Count the lines in the material below that contain the string "slab", and reply with that number alone.

-=-=-=-=-

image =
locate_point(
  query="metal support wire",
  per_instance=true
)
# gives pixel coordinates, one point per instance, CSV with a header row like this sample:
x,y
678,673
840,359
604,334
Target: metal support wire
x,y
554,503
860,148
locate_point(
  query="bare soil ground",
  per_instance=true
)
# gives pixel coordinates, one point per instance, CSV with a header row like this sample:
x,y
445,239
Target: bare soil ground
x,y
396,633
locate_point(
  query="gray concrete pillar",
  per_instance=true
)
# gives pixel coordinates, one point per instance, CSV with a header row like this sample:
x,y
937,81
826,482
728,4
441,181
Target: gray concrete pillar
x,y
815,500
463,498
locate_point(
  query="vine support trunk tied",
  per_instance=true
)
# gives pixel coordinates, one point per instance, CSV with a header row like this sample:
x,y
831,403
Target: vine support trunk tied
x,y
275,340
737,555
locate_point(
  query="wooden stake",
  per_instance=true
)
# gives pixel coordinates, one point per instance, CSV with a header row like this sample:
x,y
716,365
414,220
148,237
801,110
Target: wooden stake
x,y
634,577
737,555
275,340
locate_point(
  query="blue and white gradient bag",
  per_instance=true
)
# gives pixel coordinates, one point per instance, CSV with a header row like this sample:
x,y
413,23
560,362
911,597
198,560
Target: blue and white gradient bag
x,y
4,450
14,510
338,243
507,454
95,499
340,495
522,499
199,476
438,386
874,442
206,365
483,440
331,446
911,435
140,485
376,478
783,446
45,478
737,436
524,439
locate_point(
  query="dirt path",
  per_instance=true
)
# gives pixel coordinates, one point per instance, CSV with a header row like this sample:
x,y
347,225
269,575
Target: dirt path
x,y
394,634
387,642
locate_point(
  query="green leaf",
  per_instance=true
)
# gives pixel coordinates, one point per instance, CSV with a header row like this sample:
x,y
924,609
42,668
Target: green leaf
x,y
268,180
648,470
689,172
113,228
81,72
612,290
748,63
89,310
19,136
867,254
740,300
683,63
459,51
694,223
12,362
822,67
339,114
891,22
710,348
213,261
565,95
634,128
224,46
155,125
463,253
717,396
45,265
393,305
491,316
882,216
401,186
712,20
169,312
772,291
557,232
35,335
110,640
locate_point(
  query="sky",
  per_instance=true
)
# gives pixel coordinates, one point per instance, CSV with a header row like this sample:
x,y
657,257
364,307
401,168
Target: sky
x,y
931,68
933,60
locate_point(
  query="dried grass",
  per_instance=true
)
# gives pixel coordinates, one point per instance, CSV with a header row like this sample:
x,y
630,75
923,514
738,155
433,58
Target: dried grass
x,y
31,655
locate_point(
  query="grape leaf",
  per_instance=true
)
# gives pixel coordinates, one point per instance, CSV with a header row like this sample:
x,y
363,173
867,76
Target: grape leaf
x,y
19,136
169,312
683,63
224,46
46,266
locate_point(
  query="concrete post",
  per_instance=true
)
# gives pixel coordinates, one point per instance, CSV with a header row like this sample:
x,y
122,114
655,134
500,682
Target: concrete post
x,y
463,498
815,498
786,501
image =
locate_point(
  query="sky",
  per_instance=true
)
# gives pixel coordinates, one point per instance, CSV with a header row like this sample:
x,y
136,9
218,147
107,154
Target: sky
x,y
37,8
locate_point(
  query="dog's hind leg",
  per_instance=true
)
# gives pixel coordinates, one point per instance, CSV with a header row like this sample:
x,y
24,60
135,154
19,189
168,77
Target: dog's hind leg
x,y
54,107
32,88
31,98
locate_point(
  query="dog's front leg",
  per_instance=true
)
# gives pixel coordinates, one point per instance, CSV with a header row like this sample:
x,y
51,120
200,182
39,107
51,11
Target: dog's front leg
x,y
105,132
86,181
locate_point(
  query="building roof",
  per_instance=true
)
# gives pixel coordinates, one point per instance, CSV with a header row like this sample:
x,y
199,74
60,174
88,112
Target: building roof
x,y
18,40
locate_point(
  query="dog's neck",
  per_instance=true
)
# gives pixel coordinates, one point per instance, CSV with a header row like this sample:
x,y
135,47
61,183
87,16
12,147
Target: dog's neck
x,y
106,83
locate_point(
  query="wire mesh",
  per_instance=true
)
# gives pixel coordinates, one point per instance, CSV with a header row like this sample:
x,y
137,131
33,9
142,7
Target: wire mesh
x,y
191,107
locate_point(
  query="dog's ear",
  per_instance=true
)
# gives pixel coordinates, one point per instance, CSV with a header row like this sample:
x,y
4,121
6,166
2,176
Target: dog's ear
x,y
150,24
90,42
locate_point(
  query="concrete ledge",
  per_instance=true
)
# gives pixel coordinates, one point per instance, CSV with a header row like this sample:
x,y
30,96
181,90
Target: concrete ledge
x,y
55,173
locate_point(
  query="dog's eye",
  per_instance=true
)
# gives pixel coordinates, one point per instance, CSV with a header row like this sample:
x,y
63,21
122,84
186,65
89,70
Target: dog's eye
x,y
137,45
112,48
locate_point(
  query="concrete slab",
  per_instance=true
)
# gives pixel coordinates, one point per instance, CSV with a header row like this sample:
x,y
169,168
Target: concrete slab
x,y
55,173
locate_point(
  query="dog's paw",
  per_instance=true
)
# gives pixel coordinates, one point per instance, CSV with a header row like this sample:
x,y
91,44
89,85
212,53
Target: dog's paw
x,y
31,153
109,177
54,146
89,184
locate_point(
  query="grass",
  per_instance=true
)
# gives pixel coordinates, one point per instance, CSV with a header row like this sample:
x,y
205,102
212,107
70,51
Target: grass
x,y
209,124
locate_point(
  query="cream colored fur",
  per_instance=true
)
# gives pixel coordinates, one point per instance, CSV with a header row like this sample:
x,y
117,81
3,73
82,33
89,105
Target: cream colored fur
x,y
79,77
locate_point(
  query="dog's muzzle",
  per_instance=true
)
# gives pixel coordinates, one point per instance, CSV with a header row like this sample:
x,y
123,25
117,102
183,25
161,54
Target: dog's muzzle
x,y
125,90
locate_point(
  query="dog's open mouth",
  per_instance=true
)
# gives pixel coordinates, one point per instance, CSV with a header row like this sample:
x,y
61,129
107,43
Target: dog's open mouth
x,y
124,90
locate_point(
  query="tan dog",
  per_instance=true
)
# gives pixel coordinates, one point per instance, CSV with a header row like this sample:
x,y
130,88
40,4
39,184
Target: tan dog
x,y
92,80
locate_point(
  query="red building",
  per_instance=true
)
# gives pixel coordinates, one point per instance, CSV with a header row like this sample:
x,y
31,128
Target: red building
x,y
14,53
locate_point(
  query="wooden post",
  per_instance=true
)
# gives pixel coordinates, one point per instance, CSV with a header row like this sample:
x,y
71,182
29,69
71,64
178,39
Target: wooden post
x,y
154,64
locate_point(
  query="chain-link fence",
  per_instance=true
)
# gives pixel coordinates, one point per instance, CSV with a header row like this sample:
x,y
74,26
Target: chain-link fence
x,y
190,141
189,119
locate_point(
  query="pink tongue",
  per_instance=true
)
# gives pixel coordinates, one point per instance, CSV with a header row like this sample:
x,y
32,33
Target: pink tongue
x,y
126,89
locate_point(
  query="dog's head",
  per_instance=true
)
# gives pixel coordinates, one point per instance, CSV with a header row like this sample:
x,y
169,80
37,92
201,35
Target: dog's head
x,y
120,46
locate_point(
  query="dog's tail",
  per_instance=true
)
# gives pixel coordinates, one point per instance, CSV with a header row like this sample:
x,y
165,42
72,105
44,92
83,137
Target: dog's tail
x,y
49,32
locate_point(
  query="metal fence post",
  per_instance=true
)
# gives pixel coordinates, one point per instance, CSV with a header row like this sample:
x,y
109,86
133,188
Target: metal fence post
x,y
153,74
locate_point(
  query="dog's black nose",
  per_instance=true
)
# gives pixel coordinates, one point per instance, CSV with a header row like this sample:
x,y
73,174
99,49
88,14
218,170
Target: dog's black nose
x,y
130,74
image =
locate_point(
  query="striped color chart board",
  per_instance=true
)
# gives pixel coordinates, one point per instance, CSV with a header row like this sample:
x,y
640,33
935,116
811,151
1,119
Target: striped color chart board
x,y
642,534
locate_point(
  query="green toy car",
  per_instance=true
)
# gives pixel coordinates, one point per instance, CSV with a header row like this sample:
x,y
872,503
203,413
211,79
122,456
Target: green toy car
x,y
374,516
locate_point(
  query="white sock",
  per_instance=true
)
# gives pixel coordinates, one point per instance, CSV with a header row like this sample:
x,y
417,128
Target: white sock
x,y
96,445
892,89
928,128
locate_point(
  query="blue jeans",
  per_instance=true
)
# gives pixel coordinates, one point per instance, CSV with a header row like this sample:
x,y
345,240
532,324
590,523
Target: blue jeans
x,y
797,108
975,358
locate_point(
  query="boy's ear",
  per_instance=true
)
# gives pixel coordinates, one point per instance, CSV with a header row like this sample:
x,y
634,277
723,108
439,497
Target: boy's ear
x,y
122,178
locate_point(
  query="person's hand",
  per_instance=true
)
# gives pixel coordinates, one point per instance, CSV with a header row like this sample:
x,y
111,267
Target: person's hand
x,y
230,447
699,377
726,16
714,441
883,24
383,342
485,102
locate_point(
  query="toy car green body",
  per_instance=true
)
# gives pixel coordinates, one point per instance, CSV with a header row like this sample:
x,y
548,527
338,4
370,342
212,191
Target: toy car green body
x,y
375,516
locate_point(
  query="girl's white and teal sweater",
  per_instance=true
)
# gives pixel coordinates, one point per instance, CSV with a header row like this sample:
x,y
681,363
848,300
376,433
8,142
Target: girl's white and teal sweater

-=-=-=-=-

Exercise response ->
2